Please reproduce every one of the following items word for word, line by line, with no changes.

**Records shown**
################
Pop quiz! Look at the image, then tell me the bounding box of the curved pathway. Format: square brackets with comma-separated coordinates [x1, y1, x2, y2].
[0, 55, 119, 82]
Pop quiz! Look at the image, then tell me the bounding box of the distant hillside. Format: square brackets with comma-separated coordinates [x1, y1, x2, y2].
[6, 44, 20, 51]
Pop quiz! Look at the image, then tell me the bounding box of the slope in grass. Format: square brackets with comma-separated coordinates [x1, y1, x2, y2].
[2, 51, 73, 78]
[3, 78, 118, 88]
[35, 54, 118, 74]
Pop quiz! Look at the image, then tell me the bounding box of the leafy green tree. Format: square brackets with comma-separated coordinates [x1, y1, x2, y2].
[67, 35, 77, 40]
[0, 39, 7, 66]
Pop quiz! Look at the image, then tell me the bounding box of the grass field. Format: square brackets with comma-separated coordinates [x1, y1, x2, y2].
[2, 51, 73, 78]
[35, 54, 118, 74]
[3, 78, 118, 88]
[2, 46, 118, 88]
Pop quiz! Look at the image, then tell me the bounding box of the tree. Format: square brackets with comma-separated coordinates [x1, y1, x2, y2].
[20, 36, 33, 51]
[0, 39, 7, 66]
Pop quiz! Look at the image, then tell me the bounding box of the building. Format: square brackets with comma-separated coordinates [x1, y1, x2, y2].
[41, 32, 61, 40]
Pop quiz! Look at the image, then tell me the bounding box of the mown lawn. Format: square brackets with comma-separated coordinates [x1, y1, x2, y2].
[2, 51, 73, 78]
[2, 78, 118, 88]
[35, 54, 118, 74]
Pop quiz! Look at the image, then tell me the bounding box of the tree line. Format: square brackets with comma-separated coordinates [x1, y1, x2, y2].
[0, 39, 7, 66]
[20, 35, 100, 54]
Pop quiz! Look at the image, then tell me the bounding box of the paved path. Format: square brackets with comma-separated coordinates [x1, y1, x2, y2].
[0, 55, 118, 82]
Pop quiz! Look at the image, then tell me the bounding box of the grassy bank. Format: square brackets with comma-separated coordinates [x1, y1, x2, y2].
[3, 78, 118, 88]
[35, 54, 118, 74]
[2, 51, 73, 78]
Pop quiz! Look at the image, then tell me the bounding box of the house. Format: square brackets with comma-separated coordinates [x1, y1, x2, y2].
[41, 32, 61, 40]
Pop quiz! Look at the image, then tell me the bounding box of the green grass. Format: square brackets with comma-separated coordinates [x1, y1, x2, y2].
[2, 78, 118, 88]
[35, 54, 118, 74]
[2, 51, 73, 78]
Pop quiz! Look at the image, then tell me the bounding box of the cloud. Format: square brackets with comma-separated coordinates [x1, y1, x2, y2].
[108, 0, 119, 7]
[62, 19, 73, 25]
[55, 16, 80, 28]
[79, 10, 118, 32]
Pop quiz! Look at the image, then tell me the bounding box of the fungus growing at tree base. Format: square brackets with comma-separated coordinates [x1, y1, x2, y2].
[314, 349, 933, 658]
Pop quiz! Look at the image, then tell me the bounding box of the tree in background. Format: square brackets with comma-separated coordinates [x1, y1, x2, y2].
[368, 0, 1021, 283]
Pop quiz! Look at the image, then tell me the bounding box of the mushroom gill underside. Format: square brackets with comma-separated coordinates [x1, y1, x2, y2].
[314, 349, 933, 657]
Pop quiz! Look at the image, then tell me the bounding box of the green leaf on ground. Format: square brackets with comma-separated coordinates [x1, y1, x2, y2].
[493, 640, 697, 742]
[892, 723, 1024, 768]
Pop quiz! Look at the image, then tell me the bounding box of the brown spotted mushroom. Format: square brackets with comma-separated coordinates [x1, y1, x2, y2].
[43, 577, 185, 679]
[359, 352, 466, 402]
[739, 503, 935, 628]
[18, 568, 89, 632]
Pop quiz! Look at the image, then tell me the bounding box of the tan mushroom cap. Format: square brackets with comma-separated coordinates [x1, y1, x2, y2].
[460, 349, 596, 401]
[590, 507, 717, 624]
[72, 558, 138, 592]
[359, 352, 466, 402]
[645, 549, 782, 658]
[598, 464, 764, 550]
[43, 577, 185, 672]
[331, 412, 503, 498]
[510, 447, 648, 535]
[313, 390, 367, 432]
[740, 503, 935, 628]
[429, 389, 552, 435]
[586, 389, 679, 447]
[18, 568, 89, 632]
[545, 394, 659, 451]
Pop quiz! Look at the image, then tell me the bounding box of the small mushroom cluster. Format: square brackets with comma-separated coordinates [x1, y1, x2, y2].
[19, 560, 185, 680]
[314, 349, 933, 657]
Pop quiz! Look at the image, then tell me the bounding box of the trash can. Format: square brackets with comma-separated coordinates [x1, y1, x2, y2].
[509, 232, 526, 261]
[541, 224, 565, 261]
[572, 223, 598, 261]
################
**Task answer**
Pop quiz! Look at the image, then tell me the bounding box of the curved pathway. Format: square brackets with comma-separated coordinates [x1, y1, x2, y2].
[0, 55, 119, 82]
Pop quiz! Look at the image, then tell me the bounding box of the distant hillside. Format: square brackets with comma-separated coordinates [x1, y1, x2, y2].
[6, 44, 20, 51]
Pop quiz! Look at the image, then tell me the bounding box of the slope in grass. Format: square brackets with comma-separated coordinates [x1, y1, x2, y2].
[2, 51, 73, 78]
[3, 78, 118, 88]
[35, 54, 118, 74]
Pop quiz! Look at the image, then tell me the bounding box of the leafy green tree. Format: square brackets with comma-separated coordinates [x1, y1, x2, y2].
[67, 35, 77, 40]
[0, 39, 7, 66]
Pop quiz! Look at the image, then tell me the bounding box of the grass field. Format: square brackets with comma-separated coordinates [x1, y1, x2, y2].
[2, 51, 73, 78]
[35, 54, 118, 74]
[3, 78, 118, 88]
[2, 46, 118, 88]
Pop quiz! Look at the image, then tell me the bounding box of the tree. Format: square brackets with comma-separated coordinates [x1, y1, x2, y2].
[20, 36, 33, 51]
[0, 39, 7, 66]
Pop quiz! Look at the image, then tell me the bounding box of the building. Format: square brackets with comma-separated coordinates [x1, y1, x2, y2].
[41, 32, 61, 40]
Pop quiz! Look at the image, then tell me the bounding box of the mown lawn. Format: square brackets with comma-separated coordinates [x1, y1, x2, y2].
[2, 51, 73, 78]
[2, 78, 118, 88]
[35, 54, 118, 74]
Pop quiz! Look at the image, then tell me the bounding box of the tree line. Format: square brackets with comma-separated coordinates [x1, y1, x2, y2].
[0, 39, 7, 66]
[20, 35, 100, 54]
Pop quiz! Look at the image, then tell me the bounding box of the paved path. Format: square brackets with comma-separated coordinates [x1, y1, x2, y2].
[0, 55, 118, 82]
Pop quiz! Look at the image, then tell me the bounding box of the grassy bank. Format: square brackets with comma-separated coordinates [x1, y1, x2, y2].
[3, 78, 118, 88]
[35, 54, 118, 74]
[2, 51, 73, 78]
Pop quiz! Look at the image, then tell me the bounding box of the house. Format: square brackets with comma-separated coordinates [x1, y1, x2, y2].
[41, 32, 61, 40]
Pop quiz! Look at the image, then tell me the bounding box of the green grass. Format: square brackets with comma-separated coordinates [x1, y1, x2, y2].
[2, 78, 118, 88]
[35, 54, 118, 74]
[2, 51, 73, 78]
Pop quiz! Look at the image, then tell me the bounding box of the cloud. Format: square brackets with comma-separated coordinates [x1, y1, x2, y2].
[108, 0, 119, 7]
[62, 19, 73, 25]
[55, 16, 80, 28]
[79, 10, 118, 32]
Pop quiz! Look at the image, then tell me the bounding box of the fungus growing at tree base. Format: square brackets with comma-separated coordinates [x1, y1, x2, y2].
[314, 349, 933, 658]
Pop quiz! Look at the image, then tell me the bounding box of the tree in background. Format: square brackets with comma-separated coordinates [x1, y1, x2, y2].
[368, 0, 1021, 283]
Pop quiz! Look at the image, then tell me the bounding box of the mushroom gill underside. Format: square brackets with comma-separated coordinates [x1, y1, x2, y2].
[314, 349, 933, 657]
Pop quiz! Look at the image, then tell me the bounding box of the green leaf on ground. Format: square brackets with comma-separated coordinates [x1, y1, x2, y2].
[493, 640, 697, 742]
[892, 723, 1024, 768]
Pop quiz! Look at the image, then tell me the bounding box of the brown spotted mushroom. Format: square brackets with comma-separated coordinates [x1, y1, x2, y2].
[43, 577, 185, 679]
[359, 352, 466, 402]
[739, 503, 935, 628]
[18, 568, 89, 632]
Pop quiz! Look at the image, then tell me the bounding box of the tan mushroom cap. Format: square brackets with comma-separated coordinates [x1, y1, x2, y2].
[460, 349, 596, 401]
[590, 507, 717, 624]
[72, 558, 138, 592]
[359, 352, 466, 402]
[645, 549, 782, 658]
[598, 464, 764, 550]
[43, 577, 185, 672]
[331, 412, 503, 498]
[510, 447, 648, 535]
[313, 390, 367, 432]
[740, 503, 935, 628]
[429, 389, 552, 435]
[586, 389, 679, 447]
[18, 568, 89, 632]
[545, 394, 659, 451]
Pop quiz! Look at the image, then tell me the bounding box of the small mushroom cluster. Format: square brackets with comma-separated coordinates [x1, y1, x2, y2].
[19, 560, 185, 680]
[314, 349, 933, 657]
Pop quiz! Look at the image, then tell me the bounding box of the trash can. Format: square brackets with comma-separated coordinates [x1, y1, x2, y2].
[509, 232, 526, 261]
[541, 224, 565, 261]
[572, 223, 598, 261]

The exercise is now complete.